GIVEN REQUEST -> Repeat word for word everything in the data below from the line containing "Where in this photo can the white coffee" down to the end of the data.

EXTRACTED INFORMATION ->
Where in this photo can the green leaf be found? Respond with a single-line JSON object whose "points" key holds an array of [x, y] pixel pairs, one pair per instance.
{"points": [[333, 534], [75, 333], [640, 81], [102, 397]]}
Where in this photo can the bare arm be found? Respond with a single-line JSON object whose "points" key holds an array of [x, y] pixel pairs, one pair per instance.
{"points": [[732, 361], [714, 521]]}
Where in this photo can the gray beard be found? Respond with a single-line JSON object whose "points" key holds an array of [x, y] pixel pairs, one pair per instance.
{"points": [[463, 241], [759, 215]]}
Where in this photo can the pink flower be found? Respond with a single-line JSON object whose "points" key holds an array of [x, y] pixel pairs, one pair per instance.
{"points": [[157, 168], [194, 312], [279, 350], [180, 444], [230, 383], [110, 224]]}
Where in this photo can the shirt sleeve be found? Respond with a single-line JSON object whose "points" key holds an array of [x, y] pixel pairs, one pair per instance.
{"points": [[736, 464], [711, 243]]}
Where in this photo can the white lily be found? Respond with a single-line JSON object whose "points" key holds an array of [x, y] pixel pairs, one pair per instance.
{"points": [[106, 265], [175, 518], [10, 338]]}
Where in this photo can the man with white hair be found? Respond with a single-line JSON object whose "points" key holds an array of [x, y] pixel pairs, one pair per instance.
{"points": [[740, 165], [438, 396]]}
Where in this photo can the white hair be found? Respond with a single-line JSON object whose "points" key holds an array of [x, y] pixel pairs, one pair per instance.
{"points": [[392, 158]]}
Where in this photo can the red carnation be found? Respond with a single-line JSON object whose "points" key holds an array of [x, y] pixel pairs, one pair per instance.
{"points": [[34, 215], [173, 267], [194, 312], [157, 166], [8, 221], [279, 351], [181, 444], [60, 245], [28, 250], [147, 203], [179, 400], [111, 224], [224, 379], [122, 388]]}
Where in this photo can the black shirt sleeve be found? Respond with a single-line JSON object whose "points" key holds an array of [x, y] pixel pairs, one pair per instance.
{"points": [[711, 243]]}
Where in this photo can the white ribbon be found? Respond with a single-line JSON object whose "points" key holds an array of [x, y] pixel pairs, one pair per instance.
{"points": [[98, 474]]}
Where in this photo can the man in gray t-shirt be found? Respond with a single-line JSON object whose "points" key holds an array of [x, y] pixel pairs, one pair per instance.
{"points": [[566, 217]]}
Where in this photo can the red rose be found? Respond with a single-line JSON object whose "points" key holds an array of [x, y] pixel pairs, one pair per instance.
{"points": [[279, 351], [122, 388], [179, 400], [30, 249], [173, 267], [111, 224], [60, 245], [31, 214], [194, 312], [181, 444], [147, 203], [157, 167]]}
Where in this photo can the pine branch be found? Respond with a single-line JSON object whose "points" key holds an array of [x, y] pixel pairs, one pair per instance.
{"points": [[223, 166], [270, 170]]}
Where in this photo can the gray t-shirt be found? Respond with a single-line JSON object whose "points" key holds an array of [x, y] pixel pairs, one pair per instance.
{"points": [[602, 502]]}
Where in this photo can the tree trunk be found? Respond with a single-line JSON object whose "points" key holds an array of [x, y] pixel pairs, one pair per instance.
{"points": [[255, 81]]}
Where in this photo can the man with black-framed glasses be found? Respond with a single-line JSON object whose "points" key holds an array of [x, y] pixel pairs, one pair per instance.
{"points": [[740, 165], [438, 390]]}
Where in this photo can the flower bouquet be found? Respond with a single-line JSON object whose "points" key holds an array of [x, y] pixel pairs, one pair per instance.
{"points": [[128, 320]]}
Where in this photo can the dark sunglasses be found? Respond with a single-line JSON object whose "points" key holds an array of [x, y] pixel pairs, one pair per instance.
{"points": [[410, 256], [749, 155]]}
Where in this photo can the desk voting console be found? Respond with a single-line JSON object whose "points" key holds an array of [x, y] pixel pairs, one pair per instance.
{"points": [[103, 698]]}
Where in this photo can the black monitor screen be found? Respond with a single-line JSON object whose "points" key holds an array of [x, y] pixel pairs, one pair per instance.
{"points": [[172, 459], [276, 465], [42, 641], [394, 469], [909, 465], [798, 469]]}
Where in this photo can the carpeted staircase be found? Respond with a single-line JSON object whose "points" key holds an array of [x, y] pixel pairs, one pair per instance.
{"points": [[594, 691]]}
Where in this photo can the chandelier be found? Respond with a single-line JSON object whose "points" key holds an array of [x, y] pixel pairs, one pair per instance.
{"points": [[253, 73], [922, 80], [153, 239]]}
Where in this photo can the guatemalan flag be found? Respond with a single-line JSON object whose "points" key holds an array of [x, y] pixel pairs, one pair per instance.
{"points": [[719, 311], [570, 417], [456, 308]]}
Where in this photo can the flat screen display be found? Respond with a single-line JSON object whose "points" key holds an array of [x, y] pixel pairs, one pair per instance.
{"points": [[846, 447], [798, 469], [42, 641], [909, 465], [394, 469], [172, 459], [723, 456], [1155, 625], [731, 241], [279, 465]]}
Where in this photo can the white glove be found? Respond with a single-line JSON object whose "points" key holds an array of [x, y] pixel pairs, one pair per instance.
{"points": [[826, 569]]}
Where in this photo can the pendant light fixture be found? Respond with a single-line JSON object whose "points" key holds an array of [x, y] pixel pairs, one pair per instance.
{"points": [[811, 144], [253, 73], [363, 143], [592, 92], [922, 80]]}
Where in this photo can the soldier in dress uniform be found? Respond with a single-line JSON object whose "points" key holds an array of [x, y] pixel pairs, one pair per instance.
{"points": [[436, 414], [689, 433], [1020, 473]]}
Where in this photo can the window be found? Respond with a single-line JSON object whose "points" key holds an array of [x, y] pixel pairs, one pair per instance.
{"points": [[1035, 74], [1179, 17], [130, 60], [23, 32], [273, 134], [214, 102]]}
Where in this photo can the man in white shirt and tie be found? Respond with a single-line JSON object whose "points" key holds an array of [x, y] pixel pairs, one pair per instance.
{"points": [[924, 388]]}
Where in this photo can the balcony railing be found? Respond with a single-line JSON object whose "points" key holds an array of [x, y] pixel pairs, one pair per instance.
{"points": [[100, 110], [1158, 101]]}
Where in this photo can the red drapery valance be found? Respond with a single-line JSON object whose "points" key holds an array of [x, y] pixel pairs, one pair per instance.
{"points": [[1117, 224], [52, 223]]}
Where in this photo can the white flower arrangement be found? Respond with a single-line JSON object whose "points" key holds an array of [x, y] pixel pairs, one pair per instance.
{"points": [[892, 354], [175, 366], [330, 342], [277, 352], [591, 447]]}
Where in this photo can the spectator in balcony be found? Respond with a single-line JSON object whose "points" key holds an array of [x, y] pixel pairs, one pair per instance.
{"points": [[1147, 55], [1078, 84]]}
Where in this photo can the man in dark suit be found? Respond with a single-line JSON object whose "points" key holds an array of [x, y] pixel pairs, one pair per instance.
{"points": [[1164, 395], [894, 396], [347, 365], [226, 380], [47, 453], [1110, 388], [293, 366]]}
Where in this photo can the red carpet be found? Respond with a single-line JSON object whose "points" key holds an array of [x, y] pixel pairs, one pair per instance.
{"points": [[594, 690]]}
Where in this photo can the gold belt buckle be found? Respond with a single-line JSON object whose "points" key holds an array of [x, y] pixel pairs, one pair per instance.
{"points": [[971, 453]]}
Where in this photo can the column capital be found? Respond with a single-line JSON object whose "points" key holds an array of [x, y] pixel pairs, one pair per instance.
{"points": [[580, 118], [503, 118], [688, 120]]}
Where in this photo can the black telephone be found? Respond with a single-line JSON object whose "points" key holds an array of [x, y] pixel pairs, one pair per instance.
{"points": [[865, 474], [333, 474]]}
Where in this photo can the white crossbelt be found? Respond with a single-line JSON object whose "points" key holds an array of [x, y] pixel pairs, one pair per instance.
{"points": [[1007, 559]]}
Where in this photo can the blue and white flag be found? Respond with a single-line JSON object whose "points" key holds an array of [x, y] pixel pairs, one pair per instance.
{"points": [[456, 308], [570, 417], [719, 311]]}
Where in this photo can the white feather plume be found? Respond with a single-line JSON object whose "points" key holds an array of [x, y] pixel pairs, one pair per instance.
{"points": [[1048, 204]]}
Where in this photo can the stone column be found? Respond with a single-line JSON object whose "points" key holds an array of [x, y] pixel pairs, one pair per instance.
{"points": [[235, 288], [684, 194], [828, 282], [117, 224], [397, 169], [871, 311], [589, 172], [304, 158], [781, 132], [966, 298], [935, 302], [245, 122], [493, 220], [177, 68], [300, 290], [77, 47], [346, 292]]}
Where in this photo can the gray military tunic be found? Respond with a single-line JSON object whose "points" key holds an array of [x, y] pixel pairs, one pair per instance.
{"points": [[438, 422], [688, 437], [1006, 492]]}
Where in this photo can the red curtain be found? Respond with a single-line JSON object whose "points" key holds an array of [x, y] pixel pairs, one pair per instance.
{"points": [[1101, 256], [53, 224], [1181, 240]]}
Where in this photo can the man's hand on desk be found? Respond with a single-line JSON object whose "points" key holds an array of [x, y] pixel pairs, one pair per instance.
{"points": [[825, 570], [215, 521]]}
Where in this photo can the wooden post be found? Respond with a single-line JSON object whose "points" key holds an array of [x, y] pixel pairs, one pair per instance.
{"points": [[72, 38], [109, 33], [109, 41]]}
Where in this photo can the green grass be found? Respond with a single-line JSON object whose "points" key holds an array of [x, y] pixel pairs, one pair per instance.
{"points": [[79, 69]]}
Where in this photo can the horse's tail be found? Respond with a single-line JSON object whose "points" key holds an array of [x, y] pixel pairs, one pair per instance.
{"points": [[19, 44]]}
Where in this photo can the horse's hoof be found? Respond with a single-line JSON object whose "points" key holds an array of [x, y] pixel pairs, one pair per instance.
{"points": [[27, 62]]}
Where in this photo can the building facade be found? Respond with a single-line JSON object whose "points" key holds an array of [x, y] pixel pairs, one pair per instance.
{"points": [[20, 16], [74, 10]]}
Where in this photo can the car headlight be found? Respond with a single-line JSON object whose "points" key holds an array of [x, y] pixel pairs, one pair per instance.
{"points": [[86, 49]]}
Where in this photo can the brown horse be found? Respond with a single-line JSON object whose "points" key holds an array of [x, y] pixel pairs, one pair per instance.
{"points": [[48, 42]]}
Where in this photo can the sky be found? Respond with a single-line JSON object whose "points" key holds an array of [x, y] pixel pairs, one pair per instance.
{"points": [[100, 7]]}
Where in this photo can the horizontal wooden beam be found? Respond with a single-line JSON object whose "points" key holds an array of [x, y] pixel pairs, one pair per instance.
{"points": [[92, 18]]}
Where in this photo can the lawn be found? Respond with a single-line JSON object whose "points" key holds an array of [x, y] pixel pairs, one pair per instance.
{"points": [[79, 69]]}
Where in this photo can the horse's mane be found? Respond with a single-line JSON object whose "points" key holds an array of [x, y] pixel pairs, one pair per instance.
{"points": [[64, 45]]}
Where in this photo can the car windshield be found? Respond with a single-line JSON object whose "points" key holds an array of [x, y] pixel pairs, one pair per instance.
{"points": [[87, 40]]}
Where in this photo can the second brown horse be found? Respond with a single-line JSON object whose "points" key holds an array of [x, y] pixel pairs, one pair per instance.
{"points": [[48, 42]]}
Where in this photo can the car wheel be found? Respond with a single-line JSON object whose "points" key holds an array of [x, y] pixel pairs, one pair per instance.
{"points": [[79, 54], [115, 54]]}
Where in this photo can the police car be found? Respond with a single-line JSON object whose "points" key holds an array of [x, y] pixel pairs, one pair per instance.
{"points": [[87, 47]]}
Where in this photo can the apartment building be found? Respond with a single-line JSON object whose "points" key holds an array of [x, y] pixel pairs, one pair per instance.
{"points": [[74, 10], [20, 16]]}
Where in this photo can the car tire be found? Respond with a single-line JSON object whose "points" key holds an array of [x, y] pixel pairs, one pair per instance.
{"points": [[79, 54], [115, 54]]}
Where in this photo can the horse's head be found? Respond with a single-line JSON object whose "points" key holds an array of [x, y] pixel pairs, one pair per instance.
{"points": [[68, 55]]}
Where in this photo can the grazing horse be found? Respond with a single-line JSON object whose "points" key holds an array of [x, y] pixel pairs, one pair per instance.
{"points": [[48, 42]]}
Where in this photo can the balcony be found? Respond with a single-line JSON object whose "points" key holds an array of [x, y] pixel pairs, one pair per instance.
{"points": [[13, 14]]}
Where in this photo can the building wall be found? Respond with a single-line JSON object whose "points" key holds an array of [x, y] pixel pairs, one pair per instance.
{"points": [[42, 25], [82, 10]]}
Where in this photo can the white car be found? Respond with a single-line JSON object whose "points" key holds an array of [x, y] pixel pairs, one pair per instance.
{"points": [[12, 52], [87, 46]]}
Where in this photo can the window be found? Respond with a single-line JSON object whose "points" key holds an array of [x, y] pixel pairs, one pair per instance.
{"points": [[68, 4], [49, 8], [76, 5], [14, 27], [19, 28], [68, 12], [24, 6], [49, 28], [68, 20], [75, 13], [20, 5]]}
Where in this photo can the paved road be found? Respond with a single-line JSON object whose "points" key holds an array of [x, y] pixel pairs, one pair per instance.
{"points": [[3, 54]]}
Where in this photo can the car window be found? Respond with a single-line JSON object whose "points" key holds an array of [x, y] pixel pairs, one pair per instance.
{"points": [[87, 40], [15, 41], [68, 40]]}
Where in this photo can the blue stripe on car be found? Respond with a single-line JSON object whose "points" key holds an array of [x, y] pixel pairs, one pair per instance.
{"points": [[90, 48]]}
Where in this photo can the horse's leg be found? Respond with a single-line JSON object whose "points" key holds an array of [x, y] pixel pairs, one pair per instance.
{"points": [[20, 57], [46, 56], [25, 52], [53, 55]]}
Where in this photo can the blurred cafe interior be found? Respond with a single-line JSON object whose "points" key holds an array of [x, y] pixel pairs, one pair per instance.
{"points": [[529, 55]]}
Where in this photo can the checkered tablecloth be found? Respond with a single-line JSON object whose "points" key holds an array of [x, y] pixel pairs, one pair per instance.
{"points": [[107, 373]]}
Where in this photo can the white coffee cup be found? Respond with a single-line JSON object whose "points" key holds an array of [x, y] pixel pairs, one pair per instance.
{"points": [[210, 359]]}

FULL ANSWER ->
Where in this photo can the white coffee cup be found? Respond with a single-line JSON object whose "points" key holds an array of [x, y] pixel pairs, one pair per instance.
{"points": [[210, 359]]}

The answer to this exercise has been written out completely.